Output the items in the part that opens with the line containing "any mountain range?" and closes with the line containing "0;48;298;105" as a two-column CSV with the headers text and answer. Each item gets one row, with each field in quotation marks and any line breaks replaced by spaces.
### Provided information ###
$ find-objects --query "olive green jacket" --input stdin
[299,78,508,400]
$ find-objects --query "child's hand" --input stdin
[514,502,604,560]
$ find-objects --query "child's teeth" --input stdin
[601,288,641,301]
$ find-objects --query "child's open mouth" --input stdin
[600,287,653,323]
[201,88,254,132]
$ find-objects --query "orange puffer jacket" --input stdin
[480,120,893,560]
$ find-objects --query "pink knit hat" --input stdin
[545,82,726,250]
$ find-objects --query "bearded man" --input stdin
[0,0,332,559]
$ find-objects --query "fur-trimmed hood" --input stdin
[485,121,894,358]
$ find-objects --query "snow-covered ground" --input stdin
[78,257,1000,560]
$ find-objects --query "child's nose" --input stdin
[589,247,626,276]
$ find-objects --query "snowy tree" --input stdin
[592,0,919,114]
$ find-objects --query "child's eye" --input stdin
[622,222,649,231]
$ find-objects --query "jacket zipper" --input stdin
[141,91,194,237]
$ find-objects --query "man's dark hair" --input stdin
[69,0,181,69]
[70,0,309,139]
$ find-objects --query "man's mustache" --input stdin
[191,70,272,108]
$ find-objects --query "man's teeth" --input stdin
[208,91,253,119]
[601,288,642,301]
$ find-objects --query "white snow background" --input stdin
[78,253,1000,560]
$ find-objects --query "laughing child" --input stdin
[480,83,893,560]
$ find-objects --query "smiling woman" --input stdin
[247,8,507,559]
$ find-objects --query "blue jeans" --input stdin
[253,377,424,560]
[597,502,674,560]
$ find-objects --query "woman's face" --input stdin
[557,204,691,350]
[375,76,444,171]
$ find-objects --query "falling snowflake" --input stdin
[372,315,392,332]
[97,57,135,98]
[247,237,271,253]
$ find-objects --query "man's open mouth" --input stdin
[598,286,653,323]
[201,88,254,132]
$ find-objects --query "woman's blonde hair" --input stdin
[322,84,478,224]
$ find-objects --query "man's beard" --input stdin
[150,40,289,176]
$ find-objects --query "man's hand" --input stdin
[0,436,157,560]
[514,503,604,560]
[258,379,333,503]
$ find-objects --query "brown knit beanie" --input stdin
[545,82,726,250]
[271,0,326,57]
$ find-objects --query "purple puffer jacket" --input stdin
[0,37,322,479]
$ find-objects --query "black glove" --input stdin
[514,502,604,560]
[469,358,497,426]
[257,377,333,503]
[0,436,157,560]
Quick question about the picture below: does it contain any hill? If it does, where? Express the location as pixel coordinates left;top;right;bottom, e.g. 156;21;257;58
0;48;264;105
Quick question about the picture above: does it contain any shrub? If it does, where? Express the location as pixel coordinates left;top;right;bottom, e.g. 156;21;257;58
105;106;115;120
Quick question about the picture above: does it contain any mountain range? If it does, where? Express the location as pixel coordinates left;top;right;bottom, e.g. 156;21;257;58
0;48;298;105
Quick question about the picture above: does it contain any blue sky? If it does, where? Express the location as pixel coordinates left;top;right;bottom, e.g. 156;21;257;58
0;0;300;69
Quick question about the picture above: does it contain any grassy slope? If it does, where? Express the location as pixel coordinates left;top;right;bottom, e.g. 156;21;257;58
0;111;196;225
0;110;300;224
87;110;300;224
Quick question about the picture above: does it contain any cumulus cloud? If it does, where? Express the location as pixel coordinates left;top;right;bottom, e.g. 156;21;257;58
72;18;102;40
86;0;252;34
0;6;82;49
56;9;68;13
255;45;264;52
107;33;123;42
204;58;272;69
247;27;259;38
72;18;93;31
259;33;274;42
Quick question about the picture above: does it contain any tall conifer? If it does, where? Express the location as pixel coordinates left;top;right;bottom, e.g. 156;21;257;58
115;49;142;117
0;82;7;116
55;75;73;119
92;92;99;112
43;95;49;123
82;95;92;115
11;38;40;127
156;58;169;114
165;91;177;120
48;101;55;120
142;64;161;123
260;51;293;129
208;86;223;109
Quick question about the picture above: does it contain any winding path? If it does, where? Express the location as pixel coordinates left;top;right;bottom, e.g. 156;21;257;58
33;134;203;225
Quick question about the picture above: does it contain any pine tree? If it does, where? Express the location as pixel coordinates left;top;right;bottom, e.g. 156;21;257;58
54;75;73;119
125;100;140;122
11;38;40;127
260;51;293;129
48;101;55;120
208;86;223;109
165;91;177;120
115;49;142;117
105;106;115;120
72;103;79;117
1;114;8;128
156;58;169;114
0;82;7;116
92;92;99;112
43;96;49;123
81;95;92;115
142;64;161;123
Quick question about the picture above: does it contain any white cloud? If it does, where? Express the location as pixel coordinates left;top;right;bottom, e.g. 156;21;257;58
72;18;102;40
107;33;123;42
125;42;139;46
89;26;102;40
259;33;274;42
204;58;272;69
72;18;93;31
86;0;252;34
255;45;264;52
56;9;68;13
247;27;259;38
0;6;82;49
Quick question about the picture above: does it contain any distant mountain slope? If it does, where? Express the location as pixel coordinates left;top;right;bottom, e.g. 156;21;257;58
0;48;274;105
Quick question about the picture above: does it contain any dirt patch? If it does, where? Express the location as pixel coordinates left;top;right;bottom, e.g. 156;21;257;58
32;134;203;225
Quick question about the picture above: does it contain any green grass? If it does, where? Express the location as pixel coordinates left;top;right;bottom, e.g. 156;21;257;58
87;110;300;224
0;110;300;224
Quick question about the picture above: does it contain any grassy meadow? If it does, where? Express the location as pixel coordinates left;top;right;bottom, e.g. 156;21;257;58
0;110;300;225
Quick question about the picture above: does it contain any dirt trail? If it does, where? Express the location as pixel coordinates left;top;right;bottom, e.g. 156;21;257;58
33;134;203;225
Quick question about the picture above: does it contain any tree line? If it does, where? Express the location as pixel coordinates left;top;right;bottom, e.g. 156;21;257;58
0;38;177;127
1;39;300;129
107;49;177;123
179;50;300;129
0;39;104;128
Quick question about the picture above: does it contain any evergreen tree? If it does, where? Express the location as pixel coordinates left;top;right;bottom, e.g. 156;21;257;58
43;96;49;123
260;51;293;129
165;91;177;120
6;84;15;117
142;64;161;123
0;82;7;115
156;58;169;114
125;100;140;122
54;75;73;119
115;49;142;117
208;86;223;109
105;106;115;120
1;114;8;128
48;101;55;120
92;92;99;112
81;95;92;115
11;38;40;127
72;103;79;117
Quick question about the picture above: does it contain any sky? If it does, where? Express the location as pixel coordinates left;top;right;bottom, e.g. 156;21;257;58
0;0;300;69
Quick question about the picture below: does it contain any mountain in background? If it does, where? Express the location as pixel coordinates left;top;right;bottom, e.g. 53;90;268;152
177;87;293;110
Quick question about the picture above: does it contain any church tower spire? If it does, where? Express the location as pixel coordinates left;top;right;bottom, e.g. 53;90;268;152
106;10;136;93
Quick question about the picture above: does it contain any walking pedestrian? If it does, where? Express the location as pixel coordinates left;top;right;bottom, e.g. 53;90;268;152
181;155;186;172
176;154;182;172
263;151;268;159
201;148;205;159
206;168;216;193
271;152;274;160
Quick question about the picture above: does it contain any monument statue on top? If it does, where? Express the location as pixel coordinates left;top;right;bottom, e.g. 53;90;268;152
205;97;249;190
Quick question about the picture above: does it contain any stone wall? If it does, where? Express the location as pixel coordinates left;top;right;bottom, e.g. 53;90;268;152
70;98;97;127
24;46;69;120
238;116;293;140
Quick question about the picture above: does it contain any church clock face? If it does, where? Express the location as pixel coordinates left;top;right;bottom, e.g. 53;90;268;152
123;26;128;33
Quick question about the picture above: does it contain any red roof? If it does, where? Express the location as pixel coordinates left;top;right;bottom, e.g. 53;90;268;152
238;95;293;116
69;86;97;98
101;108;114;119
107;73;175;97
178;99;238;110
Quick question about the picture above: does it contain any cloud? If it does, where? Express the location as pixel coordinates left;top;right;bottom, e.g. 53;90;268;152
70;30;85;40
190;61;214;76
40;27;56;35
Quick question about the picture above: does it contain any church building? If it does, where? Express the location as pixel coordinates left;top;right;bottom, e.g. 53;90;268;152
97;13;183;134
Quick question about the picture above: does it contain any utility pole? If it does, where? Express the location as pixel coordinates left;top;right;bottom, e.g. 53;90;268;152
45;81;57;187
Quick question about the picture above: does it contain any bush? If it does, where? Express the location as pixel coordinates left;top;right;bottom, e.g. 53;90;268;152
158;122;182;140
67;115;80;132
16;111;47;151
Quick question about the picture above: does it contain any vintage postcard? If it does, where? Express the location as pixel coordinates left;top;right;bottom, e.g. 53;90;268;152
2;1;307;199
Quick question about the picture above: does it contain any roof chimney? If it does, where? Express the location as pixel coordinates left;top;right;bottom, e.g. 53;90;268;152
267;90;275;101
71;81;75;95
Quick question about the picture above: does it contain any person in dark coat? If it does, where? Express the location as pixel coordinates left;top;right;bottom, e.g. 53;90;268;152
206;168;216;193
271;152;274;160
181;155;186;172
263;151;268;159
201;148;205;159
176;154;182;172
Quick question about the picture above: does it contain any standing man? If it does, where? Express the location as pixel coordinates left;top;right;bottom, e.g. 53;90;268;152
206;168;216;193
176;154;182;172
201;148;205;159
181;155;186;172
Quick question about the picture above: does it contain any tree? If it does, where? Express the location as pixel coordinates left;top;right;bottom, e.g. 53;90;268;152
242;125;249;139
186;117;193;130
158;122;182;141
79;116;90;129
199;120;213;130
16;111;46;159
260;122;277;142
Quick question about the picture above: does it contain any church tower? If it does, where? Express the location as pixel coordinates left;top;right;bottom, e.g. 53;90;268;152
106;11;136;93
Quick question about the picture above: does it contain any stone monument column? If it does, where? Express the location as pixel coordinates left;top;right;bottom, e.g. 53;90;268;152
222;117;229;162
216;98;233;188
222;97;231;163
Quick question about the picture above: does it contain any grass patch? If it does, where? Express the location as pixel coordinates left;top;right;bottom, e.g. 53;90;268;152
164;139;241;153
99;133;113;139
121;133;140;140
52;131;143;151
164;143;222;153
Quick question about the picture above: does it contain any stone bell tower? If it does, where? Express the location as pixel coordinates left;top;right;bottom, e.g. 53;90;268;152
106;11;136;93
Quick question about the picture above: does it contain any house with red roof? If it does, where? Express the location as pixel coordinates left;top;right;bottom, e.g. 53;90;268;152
###
Full output
text,answer
"Quick question about the picture above: does it contain any mountain range? If it does, where? Express the location as pixel coordinates left;top;right;bottom, e.g. 156;21;257;58","0;48;298;105"